The listing below should be written out exactly; please include all of it.
╭─ EXTRACTED MATERIAL
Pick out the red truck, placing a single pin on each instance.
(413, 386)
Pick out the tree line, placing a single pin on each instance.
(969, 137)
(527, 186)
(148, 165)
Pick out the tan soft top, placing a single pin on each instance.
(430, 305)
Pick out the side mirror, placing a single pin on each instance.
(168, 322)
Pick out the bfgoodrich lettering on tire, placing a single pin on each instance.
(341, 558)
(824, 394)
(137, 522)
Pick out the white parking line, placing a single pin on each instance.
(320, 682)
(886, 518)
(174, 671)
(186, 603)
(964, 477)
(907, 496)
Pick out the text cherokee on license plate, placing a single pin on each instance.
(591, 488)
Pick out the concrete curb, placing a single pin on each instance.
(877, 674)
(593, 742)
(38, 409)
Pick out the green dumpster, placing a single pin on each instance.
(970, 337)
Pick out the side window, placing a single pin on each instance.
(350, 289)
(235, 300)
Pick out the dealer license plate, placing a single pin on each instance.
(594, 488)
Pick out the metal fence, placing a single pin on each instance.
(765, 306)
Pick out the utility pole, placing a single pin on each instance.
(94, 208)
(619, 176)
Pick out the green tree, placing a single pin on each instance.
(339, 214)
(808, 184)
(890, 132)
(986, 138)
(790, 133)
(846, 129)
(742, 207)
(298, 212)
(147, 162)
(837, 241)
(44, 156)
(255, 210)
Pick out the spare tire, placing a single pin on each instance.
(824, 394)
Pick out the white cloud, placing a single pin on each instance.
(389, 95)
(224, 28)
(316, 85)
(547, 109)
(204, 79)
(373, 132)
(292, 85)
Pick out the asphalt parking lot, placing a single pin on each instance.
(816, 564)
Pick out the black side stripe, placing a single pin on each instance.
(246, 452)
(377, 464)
╰─
== TASK SOLUTION ==
Pick out the red truck, placing a single pin on each instance.
(413, 386)
Pick out the tree line, placing a single pin on each instance.
(969, 137)
(527, 186)
(148, 165)
Pick out the tan soft top, placing a single pin on each instance.
(430, 305)
Pick out the side mirror, placing a single pin on each instance.
(168, 322)
Pick out the bfgoodrich lettering on tire, placing a single pin on each instance.
(341, 558)
(824, 394)
(137, 522)
Pick out the white parking line, placing a single pin on each instance.
(320, 682)
(886, 518)
(174, 671)
(186, 603)
(964, 477)
(907, 496)
Pick out the text cherokee on license plate, placing a single pin on each instance.
(591, 488)
Pick out the concrete curb, placing a single pin on each instance.
(877, 674)
(593, 742)
(38, 409)
Pick out the green dumpster, placing a single pin on each instance.
(970, 337)
Pick out the side window, placing a single pin on each instance.
(350, 289)
(235, 300)
Pick out the dealer license plate, placing a single pin on each instance.
(594, 488)
Pick out the metal fence, placing a single pin on each instance.
(765, 306)
Pick out the utility pole, placing a single pin on each instance.
(94, 208)
(619, 176)
Pick out the green tree, placing a single pin on each instance.
(339, 214)
(808, 184)
(890, 132)
(986, 138)
(790, 133)
(846, 129)
(742, 207)
(298, 212)
(147, 162)
(837, 241)
(44, 156)
(255, 210)
Pick out the spare tire, placing a single pin on each instance.
(824, 394)
Pick out the white cloud, placing a single pin on each instance.
(389, 95)
(224, 28)
(316, 85)
(547, 109)
(204, 79)
(373, 132)
(292, 85)
Pick out the asphalt parking lot, placing a single pin on each instance.
(816, 564)
Pick out the black side stripe, placing a single pin on each instance.
(246, 452)
(377, 464)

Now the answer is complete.